**Your tasks**
A: Under the police conduct provisions, what is the longest prison term a convicted officer can receive for dereliction of duty?
B: From the police conduct provisions, list every kind of conduct that Section 199 (1) treats as dereliction of duty by a police officer.

**Supplied passage**

Section 167 (3) Explanation: “Misconduct” in this context shall mean any
willful breach or neglect by a police officer of any law, rule, regulation applicable
to the police that adversely affects the rights of any member of the public,
excluding “serious misconduct” as defined in sub-Section (1).


Section 199. Dereliction of duty by a police officer
(1) Whoever, being a police officer:
(a) wilfully breaches or neglects to follow any legal provision, procedure, rules,
regulations applicable to members of the Police Service; or
(b) without lawful reason, fails to register a First Information Report as required
by Section 154 of the Code of Criminal Procedure, 1973; or
(c) is found in a state of intoxication, while on duty; or
(d) malingers or feigns illness or injury or voluntarily causes hurt to himself with
a view to evading duty; or
(e) acts in any other manner unbecoming of a police officer; shall, on conviction,
be punished with imprisonment for a term which may extend to three months or
with a fine or both.

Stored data
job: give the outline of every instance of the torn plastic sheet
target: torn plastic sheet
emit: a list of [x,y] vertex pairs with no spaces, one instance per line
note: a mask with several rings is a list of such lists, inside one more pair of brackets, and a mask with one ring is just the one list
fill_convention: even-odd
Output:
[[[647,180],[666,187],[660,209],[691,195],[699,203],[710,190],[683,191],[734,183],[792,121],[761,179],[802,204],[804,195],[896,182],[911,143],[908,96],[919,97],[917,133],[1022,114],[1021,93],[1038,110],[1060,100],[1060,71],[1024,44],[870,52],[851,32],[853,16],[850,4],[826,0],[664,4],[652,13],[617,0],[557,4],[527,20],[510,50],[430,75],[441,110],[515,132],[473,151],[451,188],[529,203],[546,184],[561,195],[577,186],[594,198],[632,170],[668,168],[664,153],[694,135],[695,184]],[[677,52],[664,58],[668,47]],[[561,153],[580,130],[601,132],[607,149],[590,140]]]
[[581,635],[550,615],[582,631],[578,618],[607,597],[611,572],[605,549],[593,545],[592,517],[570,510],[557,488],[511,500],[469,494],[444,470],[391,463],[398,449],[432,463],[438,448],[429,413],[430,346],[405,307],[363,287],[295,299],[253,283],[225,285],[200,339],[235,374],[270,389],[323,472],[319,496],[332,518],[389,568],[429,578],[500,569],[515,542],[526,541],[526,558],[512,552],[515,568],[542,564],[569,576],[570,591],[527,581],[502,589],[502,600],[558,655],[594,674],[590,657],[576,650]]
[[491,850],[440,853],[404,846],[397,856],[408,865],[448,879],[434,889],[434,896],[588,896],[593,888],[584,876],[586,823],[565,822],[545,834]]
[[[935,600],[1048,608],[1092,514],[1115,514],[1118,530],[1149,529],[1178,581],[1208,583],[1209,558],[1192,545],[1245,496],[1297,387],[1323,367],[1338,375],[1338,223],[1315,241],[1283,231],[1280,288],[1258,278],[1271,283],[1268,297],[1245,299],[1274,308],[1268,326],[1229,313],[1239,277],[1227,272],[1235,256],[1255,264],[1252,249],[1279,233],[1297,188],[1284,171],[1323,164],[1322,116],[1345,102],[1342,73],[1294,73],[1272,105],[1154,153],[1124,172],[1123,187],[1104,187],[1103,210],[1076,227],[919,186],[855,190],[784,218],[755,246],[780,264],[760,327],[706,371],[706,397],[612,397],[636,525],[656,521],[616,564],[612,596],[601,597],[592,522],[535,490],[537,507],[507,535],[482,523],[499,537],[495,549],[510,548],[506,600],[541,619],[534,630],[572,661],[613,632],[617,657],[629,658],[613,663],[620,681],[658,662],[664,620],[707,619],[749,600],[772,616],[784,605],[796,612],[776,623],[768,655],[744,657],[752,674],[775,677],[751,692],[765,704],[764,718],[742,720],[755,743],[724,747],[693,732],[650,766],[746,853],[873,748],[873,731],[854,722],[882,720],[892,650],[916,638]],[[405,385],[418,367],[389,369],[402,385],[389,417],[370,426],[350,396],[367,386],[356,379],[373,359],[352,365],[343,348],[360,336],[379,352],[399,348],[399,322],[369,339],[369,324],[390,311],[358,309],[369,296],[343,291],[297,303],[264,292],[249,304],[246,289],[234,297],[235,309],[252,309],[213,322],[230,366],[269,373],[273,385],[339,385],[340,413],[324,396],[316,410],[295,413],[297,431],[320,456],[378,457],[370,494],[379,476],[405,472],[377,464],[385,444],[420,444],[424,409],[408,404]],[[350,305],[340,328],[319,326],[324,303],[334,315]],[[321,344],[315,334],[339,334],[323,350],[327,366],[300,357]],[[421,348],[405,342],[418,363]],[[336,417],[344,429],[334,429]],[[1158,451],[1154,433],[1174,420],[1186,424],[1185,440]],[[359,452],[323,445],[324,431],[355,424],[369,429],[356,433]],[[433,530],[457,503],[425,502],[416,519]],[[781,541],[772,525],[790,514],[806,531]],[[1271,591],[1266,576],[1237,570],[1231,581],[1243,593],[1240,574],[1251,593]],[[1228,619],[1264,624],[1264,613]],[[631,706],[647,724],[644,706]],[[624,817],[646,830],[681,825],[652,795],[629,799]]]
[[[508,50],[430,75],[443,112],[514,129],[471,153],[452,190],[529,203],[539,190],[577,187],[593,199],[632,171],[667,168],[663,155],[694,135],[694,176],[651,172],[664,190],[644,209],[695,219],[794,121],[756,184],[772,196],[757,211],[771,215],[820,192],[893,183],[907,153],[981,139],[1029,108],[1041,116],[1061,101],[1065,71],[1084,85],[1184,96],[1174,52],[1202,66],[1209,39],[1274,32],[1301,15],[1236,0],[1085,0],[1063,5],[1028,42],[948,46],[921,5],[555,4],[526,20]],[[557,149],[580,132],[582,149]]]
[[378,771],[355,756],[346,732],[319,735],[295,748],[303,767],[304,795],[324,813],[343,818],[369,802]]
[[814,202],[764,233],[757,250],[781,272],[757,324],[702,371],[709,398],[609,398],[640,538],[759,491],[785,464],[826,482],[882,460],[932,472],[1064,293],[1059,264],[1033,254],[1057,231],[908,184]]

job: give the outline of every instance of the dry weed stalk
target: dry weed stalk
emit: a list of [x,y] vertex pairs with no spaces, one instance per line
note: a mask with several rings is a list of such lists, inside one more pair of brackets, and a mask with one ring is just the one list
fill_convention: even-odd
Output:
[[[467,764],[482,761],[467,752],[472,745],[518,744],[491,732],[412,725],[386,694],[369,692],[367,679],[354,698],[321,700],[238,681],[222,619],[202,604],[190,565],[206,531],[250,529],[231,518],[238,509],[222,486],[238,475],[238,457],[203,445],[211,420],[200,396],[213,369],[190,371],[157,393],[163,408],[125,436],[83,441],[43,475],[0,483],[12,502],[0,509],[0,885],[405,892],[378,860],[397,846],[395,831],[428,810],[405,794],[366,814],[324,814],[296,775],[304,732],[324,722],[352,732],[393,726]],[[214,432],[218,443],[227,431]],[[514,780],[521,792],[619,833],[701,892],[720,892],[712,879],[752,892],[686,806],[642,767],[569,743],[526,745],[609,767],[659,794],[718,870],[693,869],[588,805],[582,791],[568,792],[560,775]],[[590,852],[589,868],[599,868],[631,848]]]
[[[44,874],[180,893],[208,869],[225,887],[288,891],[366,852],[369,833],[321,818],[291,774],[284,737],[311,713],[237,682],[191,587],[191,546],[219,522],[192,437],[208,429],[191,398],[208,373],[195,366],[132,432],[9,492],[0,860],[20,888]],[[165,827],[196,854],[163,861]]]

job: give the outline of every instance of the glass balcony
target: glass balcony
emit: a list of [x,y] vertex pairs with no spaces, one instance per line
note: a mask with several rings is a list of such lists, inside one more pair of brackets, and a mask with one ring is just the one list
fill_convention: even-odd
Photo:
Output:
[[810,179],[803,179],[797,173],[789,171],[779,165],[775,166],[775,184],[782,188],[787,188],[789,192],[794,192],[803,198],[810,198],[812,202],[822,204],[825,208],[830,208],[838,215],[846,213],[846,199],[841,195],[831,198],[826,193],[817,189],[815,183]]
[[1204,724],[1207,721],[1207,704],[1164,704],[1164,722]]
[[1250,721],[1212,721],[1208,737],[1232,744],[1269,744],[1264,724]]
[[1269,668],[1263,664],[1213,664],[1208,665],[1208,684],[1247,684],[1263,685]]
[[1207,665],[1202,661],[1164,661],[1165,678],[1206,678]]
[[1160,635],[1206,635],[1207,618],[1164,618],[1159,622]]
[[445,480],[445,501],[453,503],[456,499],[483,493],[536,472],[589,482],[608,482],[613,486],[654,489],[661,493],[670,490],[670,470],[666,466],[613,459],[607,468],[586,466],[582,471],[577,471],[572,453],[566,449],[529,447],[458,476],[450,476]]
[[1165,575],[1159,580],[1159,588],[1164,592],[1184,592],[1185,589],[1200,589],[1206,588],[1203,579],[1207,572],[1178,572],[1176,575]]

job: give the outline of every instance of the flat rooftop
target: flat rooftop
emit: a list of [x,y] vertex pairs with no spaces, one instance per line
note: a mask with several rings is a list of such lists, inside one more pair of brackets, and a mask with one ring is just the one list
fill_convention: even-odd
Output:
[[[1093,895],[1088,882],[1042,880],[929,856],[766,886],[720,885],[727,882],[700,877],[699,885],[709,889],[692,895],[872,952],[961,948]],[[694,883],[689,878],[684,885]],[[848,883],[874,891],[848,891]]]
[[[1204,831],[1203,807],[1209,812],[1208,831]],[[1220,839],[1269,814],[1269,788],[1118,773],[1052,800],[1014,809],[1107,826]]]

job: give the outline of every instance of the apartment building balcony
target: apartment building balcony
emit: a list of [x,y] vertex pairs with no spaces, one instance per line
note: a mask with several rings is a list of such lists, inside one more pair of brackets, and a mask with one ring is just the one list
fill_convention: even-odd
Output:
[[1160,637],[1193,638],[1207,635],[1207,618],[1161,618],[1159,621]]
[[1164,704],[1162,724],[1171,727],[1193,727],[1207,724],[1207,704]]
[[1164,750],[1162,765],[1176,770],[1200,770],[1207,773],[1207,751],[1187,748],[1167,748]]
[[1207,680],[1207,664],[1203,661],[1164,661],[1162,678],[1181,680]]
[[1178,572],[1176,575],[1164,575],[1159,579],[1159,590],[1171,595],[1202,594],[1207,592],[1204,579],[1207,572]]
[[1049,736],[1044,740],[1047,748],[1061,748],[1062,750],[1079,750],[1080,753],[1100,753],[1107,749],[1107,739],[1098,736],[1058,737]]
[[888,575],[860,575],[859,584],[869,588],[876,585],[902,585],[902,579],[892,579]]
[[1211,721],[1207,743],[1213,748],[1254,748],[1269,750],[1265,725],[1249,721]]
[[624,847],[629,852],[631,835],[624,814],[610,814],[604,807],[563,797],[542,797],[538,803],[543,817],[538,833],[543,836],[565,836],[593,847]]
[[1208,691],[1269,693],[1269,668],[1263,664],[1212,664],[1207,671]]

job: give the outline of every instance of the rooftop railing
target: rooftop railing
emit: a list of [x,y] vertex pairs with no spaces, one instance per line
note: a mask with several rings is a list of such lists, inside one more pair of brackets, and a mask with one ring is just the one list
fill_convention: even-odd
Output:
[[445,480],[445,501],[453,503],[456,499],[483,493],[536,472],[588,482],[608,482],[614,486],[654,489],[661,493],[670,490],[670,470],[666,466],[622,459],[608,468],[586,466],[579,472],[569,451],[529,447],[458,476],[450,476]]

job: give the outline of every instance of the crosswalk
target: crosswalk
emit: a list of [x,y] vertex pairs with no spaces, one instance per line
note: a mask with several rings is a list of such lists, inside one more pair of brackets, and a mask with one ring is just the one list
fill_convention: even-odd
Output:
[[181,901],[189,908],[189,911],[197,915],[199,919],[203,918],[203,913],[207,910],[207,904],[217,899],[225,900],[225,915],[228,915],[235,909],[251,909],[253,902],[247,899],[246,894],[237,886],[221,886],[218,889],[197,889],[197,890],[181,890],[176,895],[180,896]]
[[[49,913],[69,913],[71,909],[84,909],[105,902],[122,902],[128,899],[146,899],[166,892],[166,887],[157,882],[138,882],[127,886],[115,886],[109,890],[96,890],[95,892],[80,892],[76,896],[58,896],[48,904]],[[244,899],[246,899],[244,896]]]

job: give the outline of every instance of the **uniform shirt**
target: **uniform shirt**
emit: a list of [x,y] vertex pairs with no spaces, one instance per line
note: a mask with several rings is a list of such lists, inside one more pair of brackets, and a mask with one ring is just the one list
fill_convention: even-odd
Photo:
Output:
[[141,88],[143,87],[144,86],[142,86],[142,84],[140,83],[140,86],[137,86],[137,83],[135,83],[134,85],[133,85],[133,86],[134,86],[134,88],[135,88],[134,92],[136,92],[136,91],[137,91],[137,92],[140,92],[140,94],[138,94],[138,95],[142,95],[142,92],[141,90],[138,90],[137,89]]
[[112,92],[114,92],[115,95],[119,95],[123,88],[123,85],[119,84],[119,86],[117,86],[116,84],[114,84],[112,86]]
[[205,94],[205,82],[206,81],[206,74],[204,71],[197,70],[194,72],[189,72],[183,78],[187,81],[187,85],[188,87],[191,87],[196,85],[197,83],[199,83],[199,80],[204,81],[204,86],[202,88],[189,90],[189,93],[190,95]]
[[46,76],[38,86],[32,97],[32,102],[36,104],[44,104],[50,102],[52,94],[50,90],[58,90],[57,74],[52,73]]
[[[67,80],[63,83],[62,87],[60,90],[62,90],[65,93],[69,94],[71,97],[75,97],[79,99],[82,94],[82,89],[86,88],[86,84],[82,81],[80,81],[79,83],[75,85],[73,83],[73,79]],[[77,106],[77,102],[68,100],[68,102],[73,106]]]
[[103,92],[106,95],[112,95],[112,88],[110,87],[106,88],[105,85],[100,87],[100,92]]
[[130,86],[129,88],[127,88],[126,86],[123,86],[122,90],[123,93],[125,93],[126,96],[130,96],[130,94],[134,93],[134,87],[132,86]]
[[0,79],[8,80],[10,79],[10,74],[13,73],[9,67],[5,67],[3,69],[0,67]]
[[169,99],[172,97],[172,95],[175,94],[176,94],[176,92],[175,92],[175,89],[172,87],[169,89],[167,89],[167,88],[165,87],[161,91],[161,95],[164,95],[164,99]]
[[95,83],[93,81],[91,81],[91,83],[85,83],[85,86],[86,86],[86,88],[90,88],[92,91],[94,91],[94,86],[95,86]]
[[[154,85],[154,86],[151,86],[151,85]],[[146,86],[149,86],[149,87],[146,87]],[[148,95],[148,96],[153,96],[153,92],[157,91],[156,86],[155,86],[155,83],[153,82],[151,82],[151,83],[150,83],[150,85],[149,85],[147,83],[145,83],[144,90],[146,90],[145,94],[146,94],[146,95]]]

**Solutions in order**
A: Three months.

B:
- Wilfully breaching or neglecting to follow any legal provision, procedure, rules, or regulations applicable to members of the Police Service
- Failing, without lawful reason, to register a First Information Report as required by Section 154 of the Code of Criminal Procedure, 1973
- Being found in a state of intoxication while on duty
- Malingering, feigning illness or injury, or voluntarily causing hurt to himself with a view to evading duty
- Acting in any other manner unbecoming of a police officer